Data records:
+-------+
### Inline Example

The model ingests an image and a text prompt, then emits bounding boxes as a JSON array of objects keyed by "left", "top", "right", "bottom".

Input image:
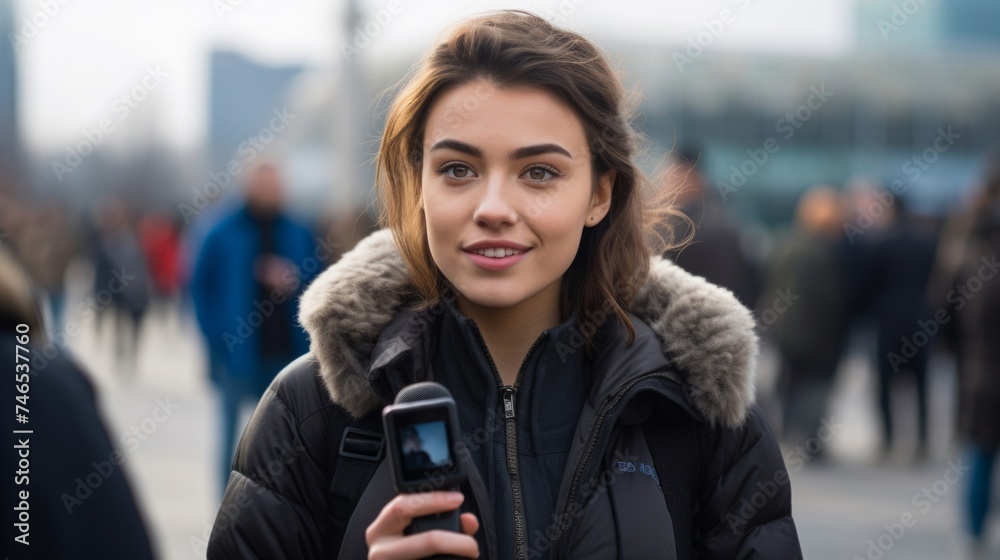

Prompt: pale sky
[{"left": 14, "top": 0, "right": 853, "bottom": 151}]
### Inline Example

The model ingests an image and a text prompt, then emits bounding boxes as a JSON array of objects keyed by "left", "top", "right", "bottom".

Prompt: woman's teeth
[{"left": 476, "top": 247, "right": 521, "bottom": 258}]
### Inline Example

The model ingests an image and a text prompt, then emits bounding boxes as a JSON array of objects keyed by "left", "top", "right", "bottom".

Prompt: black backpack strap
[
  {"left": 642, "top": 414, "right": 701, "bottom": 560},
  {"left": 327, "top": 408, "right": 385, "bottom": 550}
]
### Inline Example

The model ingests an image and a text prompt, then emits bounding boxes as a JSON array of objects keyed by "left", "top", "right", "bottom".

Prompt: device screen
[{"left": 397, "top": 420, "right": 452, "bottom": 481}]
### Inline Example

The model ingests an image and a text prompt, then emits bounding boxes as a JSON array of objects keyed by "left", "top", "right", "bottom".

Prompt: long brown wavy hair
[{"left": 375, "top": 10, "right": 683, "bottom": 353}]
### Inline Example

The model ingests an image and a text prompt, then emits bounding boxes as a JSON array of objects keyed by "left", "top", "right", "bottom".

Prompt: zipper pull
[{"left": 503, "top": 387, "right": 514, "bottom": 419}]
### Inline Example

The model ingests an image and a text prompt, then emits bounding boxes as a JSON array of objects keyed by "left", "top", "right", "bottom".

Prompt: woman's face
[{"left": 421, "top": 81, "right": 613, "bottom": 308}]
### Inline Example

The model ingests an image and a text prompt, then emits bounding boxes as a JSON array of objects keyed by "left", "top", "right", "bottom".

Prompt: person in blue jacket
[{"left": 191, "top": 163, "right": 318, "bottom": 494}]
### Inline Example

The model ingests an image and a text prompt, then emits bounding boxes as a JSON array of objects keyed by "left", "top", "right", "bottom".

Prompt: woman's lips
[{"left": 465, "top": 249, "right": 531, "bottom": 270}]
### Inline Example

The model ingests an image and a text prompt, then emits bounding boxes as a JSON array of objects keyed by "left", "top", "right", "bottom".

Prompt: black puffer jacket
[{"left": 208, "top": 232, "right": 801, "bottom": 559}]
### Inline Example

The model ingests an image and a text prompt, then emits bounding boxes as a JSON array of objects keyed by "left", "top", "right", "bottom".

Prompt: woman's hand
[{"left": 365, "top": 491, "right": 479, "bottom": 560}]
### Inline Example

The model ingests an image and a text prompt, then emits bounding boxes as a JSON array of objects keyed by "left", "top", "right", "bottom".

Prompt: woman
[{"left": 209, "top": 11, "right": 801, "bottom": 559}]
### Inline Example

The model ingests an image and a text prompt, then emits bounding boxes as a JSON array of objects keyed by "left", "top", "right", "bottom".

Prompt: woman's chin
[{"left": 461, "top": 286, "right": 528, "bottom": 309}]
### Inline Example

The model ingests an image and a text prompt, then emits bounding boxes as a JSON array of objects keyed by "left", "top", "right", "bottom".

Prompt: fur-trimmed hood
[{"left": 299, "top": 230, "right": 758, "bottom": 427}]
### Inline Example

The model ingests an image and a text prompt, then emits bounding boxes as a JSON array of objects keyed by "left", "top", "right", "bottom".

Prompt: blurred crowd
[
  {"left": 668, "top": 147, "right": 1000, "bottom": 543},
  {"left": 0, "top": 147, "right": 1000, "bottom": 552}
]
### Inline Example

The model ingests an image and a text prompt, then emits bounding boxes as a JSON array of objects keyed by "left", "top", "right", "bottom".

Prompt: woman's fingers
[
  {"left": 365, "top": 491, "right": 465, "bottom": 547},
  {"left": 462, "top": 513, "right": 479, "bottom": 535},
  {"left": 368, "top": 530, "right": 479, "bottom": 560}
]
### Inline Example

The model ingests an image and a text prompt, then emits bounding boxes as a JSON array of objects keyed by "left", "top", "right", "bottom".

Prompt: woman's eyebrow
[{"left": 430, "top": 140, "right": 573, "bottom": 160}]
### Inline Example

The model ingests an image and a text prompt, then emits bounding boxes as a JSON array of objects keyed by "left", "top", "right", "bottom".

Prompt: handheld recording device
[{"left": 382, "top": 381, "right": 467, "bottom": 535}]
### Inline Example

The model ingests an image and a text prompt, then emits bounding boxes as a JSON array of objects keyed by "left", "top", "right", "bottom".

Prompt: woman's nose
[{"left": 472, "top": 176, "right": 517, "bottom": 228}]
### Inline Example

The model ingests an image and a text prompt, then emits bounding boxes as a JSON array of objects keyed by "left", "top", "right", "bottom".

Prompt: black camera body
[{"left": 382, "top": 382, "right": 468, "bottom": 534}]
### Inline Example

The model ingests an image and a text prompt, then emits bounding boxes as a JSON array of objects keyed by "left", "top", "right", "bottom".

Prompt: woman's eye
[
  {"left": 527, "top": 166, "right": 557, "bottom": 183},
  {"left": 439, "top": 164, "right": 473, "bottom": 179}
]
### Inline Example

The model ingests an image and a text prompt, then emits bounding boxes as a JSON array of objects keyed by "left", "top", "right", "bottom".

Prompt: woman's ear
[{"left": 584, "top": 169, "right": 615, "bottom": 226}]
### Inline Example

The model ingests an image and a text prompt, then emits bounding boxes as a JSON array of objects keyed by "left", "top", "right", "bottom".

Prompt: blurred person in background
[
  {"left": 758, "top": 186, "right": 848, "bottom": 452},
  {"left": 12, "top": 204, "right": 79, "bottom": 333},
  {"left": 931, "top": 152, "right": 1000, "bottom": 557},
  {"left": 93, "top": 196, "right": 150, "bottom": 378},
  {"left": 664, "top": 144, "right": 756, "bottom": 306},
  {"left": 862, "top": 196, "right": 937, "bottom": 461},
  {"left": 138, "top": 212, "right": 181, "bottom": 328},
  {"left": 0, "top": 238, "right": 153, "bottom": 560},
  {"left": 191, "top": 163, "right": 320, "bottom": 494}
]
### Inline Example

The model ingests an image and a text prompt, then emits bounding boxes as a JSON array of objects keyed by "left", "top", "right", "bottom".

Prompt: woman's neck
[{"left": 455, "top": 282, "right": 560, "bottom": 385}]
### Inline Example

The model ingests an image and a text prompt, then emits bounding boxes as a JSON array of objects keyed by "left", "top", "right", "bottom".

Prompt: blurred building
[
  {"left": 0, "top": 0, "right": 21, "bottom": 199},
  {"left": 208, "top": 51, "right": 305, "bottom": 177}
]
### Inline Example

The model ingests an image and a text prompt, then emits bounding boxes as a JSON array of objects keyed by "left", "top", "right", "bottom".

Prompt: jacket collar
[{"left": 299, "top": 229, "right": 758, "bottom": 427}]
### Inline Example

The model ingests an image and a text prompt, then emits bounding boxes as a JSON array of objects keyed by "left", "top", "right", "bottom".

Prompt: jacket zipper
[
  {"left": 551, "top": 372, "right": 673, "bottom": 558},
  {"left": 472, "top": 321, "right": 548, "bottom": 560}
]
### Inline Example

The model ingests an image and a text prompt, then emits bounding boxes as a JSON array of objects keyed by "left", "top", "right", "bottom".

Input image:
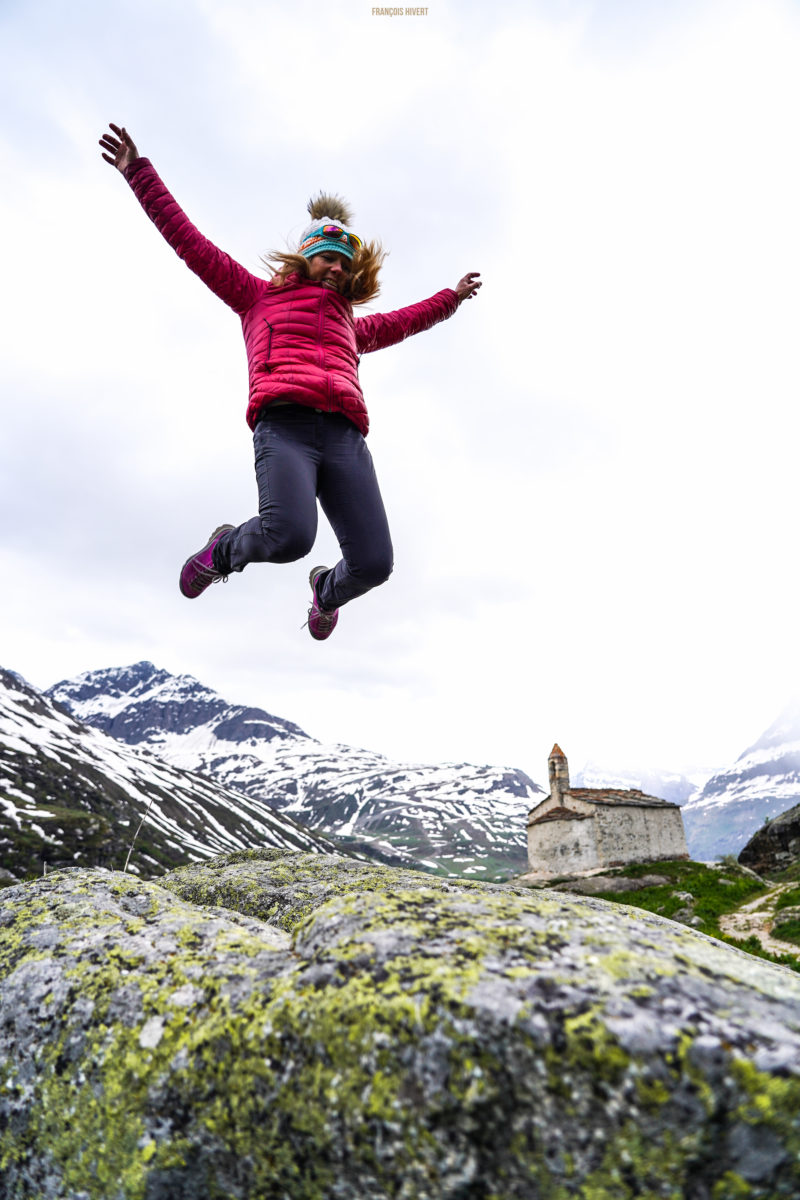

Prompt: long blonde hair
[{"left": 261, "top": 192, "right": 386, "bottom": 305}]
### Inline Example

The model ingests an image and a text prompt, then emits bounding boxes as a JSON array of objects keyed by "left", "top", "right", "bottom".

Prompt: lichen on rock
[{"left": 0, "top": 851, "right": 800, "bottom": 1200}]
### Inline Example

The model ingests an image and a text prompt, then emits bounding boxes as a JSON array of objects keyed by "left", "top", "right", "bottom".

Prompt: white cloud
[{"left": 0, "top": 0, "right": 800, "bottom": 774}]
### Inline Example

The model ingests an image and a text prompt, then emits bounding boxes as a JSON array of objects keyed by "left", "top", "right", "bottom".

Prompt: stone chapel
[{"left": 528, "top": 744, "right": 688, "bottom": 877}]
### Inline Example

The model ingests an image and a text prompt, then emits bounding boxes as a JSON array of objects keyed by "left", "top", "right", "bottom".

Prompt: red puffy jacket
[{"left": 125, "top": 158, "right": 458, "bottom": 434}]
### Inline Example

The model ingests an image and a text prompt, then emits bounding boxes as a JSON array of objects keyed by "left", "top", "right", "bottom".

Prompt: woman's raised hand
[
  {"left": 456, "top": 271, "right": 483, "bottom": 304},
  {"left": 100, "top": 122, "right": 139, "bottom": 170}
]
+-------+
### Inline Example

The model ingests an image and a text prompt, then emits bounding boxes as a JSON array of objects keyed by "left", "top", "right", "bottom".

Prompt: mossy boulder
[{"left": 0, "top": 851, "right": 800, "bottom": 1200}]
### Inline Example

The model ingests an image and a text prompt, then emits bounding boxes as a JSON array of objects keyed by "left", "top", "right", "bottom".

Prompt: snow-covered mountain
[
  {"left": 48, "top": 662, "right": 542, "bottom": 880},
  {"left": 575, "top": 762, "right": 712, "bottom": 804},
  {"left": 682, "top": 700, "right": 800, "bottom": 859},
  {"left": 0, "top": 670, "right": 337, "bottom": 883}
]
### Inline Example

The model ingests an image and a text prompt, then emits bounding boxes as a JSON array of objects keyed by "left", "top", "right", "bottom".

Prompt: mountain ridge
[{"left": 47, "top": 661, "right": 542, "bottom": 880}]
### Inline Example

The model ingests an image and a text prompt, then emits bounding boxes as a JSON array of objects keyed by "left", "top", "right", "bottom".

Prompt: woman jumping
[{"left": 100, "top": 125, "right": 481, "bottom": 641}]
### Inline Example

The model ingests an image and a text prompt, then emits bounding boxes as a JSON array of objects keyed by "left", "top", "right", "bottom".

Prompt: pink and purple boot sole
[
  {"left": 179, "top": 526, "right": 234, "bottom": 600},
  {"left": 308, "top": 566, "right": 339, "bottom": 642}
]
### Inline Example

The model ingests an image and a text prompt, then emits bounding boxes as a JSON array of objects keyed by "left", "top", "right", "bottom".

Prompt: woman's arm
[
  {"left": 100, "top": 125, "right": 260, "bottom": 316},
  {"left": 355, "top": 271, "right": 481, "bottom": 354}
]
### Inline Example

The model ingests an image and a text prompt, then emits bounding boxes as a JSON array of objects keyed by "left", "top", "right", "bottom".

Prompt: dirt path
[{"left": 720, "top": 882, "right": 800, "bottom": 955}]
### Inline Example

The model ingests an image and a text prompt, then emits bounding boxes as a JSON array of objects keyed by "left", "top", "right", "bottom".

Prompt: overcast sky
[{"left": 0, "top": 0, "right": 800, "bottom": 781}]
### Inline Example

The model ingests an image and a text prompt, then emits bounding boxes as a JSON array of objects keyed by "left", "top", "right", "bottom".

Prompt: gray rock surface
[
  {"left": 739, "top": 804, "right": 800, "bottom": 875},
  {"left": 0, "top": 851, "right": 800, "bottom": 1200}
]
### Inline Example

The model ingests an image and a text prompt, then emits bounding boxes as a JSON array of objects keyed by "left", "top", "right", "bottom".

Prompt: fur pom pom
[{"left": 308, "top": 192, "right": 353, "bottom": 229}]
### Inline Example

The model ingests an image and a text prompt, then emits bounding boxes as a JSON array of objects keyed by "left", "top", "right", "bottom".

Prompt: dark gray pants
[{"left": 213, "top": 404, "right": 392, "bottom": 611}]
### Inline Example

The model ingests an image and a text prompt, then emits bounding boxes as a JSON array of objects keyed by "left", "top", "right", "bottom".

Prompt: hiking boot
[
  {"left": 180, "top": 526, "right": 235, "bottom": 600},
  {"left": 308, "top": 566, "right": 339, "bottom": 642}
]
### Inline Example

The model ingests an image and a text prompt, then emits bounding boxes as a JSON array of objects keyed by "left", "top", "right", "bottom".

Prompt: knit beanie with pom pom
+-------+
=== Short problem ===
Copy out every line of the records above that contains the word "boot". Case counts.

=== Solution ===
Prompt: pink and purple boot sole
Prompt: hiking boot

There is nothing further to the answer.